_Consigne donnée:_
Répondez à ces questions sur le fil de discussion consacré à la traduction de « you must not have been following the news ».
(a) D'après le premier message de bettylisa, laquelle des deux phrases d'Icetrance serait la plus employée ?
(b) Quels membres du forum sont désignés par bettylisa comme de très bons linguistes ?
(c) Quelle tournure pulsar29 propose-t-il d'ajouter après la première partie de la phrase ?

_Passage fourni:_

>>>>>

# FR: you must not have been following the news



## Icetrance

Hello,

Ces deux phrases ci-dessous, sont-elles sémantiquement pareilles l'une de l'autre?

_Évidemment, tu ne suivais pas les infos si tu ne savais pas qui était le successeur de Fidel Castro._

_Si tu ne savais pas qui était le successeur de Fidel Castro, tu ne devais pas suivre les infos._

L'idée en anglais, c'est que "If you didn't know who Fidel Castro's successor was, you must not have been following the news."


----------



## bettylisa

Both sentences are correct and express the same idea, but the second one would be more used to say what you are intending.

Ciao

Bettylisa


----------



## tie-break

Icetrance said:


> _Évidemment, tu ne suivais pas les infos si tu ne savais pas qui était le successeur de Fidel Castro._


 
Une question complémentaire.

Est-il possible de changer le temps verbal de la principale sans changer le sens de la phrase ?

Il me semble plus naturel de dire (mais peut-être que je me trompe ) :

_Evidemment, tu *n'aurais pas suivi* les infos si tu ne savais pas qui était le successeur de Fidel Castro._

Merci_ _


----------



## bettylisa

Je ne vois pas de nuances entre les 3 phrases.
La vôtre est très bonne aussi.

Il faudrait en appeler à des membres de ce forum que j'ai noté comme étant de très bons linguistes, notamment Jenadesponde, Maitre Capello par exemple.

Celà vaut la peine de les consulter.

Bettylisa


----------



## pulsar29

I definitely prefer your second try. The first sounds a bit weird, as if causes and consequences weren't clearly defined. To me it seems to make more sense to have the bit about Castro first....otherwise the sentence sounds like it's upside-down. I would even use "c'est parce que" after your first part, even if it makes the whole thing heavier. "...., c'est parce que tu ne n'a pas suivi les nouvelles."

Just a non-linguistic, purely subjective impression from a native...

<<<<<

_Informations fournies:_

>>>>>

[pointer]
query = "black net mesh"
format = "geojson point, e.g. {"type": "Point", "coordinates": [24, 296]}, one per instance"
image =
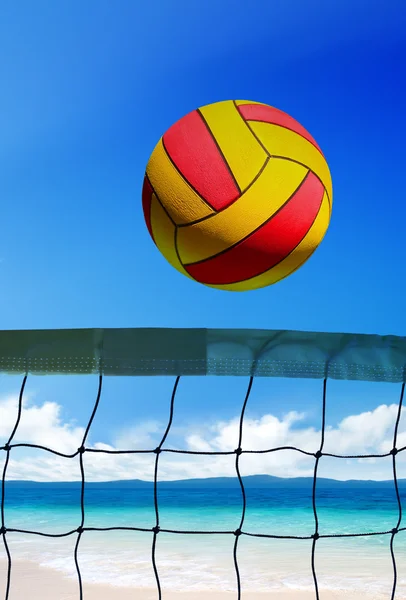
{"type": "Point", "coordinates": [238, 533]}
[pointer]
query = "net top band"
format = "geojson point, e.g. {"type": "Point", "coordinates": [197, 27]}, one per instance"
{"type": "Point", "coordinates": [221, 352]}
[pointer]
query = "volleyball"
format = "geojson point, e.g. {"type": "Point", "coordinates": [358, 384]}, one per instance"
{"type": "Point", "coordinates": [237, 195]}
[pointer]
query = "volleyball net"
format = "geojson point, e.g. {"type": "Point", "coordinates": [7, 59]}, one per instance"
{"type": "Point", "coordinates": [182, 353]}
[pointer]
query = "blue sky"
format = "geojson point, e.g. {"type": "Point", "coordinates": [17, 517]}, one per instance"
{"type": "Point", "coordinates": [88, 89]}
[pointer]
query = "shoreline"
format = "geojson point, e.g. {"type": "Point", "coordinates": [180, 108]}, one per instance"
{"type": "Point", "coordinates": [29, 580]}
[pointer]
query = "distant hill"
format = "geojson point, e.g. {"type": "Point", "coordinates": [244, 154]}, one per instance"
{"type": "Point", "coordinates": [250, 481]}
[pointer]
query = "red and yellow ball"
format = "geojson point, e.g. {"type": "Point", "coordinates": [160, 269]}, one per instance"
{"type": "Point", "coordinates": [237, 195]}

<<<<<
>>>>>

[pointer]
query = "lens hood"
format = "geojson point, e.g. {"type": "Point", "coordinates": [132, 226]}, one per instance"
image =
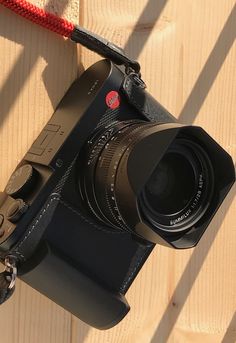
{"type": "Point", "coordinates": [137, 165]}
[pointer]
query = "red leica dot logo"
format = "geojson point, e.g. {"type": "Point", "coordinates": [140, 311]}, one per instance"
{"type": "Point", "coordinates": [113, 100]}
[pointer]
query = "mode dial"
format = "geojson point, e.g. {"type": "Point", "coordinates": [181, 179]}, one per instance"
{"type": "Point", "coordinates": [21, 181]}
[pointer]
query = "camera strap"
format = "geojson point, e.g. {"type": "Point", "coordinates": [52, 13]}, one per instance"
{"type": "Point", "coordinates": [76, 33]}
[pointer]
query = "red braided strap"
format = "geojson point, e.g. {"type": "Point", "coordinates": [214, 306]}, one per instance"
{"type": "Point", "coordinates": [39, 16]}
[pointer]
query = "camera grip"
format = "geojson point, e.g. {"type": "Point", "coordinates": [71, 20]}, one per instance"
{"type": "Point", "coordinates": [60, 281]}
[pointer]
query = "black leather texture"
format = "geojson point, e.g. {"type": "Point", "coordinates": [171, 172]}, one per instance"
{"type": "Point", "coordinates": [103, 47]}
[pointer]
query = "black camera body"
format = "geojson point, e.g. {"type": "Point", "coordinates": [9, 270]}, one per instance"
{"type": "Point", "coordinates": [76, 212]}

<<<<<

_Réponse complète:_
(a) La seconde : « Si tu ne savais pas qui était le successeur de Fidel Castro, tu ne devais pas suivre les infos. »
(b) Jenadesponde et Maitre Capello.
(c) « c'est parce que »